Document text:
□ □ □ □ □

Expression Heals Resentment

Karma is an interesting concept and has very different definitions depending on who you talk to. My old definition of Karma was this cosmic balance at play within the universe. If we did something good or bad at some point we would have it returned to us to balance the scales. I do not believe in this notion of Karma, though what I described above I would likely call the Law of Attraction. To me, the Law of Attraction can span lifetimes if we let it. For example, resentment is a very lasting emotion. I believe harboring resentments in this lifetime embeds itself onto our soul, much like a scar would. The difference is that we always have the possibility to heal these scars. If we do not, however, it can have that lasting effects that could span lifetimes. If there is someone you harbor resentful feelings towards, it will be more than likely that you will need to work with that person in the future to heal these resentments if you are unable to in this lifetime.

Before I provide an example of my own resentment that I was able to heal, I want to talk about the importance of expressing your feelings. When I was younger, I felt like I often could be the ‘better’ person by being as patient as possible and choosing a ‘higher’ road. Often times, this would mean that I would avoid my emotions in a conversation that happened in the moment, but then I’d dwell on it later. I’d get frustrated with what went down and often times feel as though I was being treated unfairly. The self perceived ‘higher’ road can be very dangerous. Many times that we deal with a conflict, there are two opposing viewpoints. If you have ever been a mediator between two people, sometimes it’s best to attempt to find a middle ground solution that works for both people. It’s easy to think that this would always be the right choice, but it might not always be so. Regardless of the three paths you take, each of them has their opportunities for growth and possibilities of regressing growth. It does not make you better or worse than another person regardless of which of these paths you take.

□ □ □ □ □

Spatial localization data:

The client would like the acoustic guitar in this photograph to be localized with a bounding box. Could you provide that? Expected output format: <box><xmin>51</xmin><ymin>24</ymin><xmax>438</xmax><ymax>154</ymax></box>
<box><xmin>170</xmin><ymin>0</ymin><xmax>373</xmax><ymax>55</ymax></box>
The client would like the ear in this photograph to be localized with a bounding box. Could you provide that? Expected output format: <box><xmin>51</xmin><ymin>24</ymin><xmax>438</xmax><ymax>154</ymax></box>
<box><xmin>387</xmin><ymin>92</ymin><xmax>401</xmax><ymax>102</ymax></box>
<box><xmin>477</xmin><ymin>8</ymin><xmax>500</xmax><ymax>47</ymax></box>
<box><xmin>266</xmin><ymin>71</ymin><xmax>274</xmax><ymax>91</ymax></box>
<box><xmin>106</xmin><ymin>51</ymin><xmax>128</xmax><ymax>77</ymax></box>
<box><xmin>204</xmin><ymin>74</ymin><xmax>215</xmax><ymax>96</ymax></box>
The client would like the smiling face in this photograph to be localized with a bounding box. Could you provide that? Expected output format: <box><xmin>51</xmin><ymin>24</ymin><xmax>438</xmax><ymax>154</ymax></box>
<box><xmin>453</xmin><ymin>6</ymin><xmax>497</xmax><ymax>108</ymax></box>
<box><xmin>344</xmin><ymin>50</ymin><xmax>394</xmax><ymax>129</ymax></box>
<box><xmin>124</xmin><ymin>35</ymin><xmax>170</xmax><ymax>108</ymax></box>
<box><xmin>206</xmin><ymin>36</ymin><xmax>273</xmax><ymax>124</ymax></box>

□ □ □ □ □

Exercises to complete:
(a) In the essay on resentment, what does the writer say they would likely call the idea of a cosmic balance that returns our good or bad deeds to us?
(b) Continue the essay on resentment from the point where it stops.
This data comes from a separate source.

Results:
(a) The Law of Attraction.

(b)
For me, taking a middle path and trying to be the ‘better’ person has had just as many dire consequences for myself as points of having better opportunity. My example goes around an issue that I had at work. When I first stepped into a bigger role, I went from having to support maybe 15-20 people to having to support over 60. That was a huge shock for me, especially because I was very much the type of person that wanted to sit over people’s shoulders and really help them figure out any issues they were having. Well one of the people I supported outside of the department, let’s call him Andrew, was notorious for asking for assistance fixing big issues.

I want to make it known how much I respect Andrew. He was essentially my same position (built for assisting people with issues) for another department. Often times, he’d request more from me than people in my own department and that became a tricky thing to balance. I wanted more than anything to help out, because I did feel bad for the issues that our department would cause for his department and working together is the best recipe for success. As a relationship, this quickly became one-sided. I never really needed any support from his side, but they needed it from me. I’d stress myself out and work later hours just to get what I needed done for my team and then also work on helping Andrew out.

One day, I remember trying to go out of my way to help an issue for what I knew would impact Andrew down the road, but when I reached out for help I did not get any in return. I was livid from that experience, and it soured every future interaction I had with him.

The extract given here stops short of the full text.